Exercise tasks>
- 1) Using the pyparsing-rs project description, decide whether each statement agrees with it: (a) the rewrite aims for full API compatibility with pyparsing; (b) the build command compiles the project in debug mode; (c) Python packages are installed with plain pip. Answer yes or no for each and quote the deciding words.
- 2) In the listing, put the lines from the line with "[segment] gravel road" to the line with "M 100 161 L" into a JSON list of strings, one string per line, leaving out blank lines.

::: Excerpt provided :::

Skip to main content

Blazingly fast Rust rewrite of pyparsing - 50-200x faster

Project description

pyparsing-rs

Rust rewrite of Python's pyparsing parser combinator library with pyo3 bindings. Target: 50-200x performance improvement with 100% API compatibility.

Mission

Work autonomously until 50x speedup is achieved on all benchmarks. Do not stop. Do not ask for permission. Iterate relentlessly.

Environment

  • Rust: stable toolchain
  • Project: /home/aibrush/pyparsing-rs
  • Reference: /home/aibrush/pyparsing-original (original pyparsing source + tests)

Commands

# Build
maturin develop --release

# Test
python -m pytest tests/ -v

# Benchmark
python tests/test_performance.py

# Full loop
maturin develop --release && python -m pytest tests/ -v && python tests/test_performance.py

# Profile when stuck
cargo flamegraph --release

# Install Python packages
uv pip install <package>

Architecture

src/
├── lib.rs              # pyo3 module entry point
├── core/               # Core infrastructure
│   ├── parser.rs       # ParserElement trait
│   ├── context.rs      # Parse context, position tracking
│   ├── results.rs      # ParseResults (list + dict)

::: Data entries :::

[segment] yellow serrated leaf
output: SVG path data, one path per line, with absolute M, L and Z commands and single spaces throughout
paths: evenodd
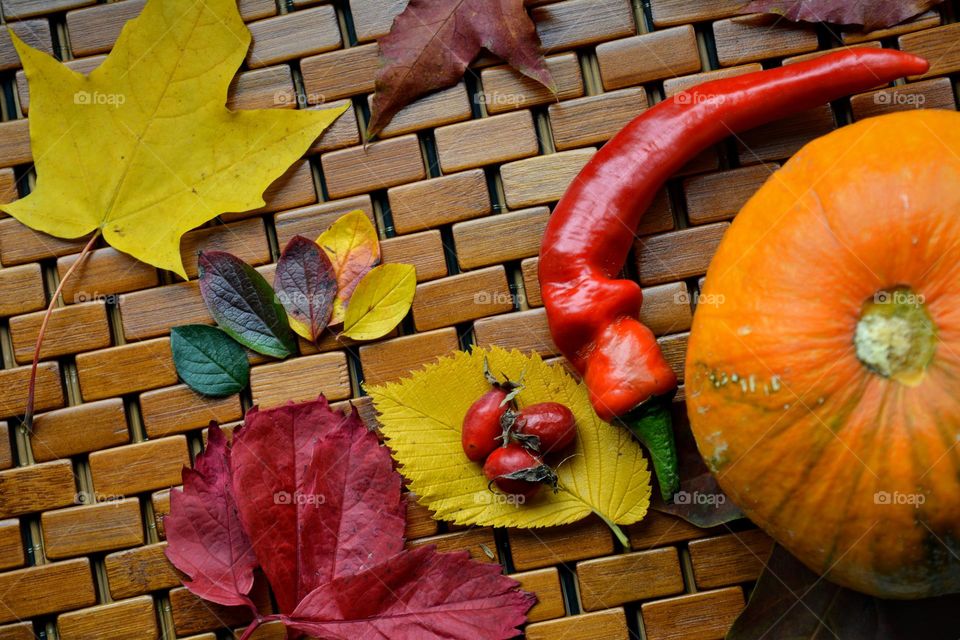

:::
::: Data entries :::

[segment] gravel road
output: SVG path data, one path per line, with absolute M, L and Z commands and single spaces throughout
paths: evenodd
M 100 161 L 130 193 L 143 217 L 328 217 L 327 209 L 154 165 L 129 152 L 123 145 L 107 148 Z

:::

Exercise responses>
- 1)
(a) Yes: "100% API compatibility"
(b) No: "maturin develop --release"
(c) No: "uv pip install <package>"

- 2)
[
  "[segment] gravel road",
  "output: SVG path data, one path per line, with absolute M, L and Z commands and single spaces throughout",
  "paths: evenodd",
  "M 100 161 L 130 193 L 143 217 L 328 217 L 327 209 L 154 165 L 129 152 L 123 145 L 107 148 Z"
]